START Supplied records

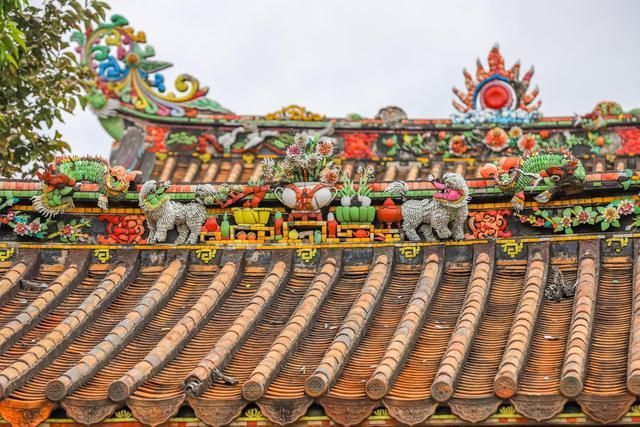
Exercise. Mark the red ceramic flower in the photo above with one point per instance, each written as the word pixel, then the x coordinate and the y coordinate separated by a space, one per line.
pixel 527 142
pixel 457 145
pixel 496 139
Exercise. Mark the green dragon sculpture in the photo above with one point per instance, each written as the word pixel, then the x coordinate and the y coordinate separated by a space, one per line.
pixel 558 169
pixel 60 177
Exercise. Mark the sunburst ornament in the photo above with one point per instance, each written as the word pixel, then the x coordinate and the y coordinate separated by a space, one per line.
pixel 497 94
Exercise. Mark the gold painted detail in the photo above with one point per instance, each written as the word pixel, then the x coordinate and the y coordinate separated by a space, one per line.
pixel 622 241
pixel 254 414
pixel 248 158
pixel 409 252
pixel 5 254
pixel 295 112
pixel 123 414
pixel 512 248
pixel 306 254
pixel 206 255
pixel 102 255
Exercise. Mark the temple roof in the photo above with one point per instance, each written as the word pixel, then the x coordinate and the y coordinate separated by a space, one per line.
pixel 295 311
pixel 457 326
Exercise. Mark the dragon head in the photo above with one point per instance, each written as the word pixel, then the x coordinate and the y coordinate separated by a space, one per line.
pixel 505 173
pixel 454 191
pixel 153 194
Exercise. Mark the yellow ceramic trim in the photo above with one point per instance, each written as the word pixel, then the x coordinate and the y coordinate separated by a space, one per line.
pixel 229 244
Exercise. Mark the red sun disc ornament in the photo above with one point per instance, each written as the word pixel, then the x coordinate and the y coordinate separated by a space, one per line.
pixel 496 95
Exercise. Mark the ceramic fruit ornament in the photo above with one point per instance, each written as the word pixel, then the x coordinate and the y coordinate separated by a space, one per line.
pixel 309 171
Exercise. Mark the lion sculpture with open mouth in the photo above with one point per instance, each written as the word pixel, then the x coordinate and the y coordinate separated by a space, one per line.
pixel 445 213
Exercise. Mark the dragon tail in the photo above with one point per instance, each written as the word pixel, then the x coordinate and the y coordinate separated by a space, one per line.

END Supplied records
START Supplied records

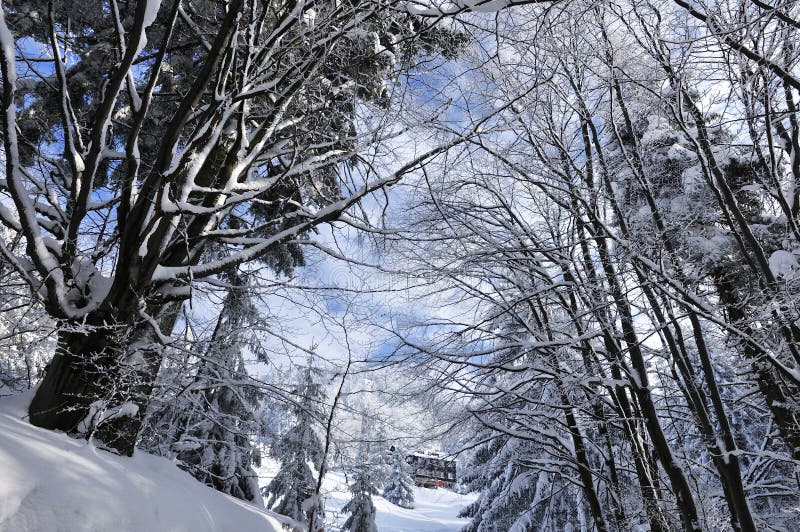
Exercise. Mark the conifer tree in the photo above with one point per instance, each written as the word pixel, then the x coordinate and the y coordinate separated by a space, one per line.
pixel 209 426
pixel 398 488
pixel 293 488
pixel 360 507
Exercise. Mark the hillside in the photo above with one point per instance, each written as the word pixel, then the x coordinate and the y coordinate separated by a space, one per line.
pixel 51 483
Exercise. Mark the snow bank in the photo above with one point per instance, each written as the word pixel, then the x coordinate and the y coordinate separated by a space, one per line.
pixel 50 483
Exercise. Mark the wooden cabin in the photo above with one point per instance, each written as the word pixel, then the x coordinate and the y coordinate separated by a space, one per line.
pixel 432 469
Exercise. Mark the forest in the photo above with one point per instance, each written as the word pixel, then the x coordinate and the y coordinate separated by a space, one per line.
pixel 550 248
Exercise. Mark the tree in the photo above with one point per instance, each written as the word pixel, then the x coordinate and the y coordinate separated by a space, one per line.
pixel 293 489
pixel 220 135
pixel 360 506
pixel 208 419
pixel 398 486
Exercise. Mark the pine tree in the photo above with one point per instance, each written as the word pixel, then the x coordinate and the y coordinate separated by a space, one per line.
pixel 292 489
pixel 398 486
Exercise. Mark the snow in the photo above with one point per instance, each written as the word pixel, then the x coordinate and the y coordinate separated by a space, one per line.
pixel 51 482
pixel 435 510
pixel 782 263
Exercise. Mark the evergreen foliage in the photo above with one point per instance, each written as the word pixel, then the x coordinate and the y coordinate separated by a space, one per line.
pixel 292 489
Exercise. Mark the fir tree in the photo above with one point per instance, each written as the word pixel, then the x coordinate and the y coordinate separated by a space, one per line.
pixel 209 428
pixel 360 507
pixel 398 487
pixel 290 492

END Supplied records

■ **Problem to solve**: Set down again, word for word, the stretch of records from the line with "Exercise. Mark the lion" to the line with "Exercise. Mark the dragon tail", both of those lines included.

■ **Solution to this task**:
Exercise. Mark the lion sculpture with open mouth in the photo above with one point per instance, each written as the word pixel, then the x coordinate and the y coordinate separated by a space, one per line.
pixel 445 213
Exercise. Mark the dragon tail in the photo above with one point per instance, each written as the word pixel, then the x coordinate and the y coordinate separated by a space, one per line.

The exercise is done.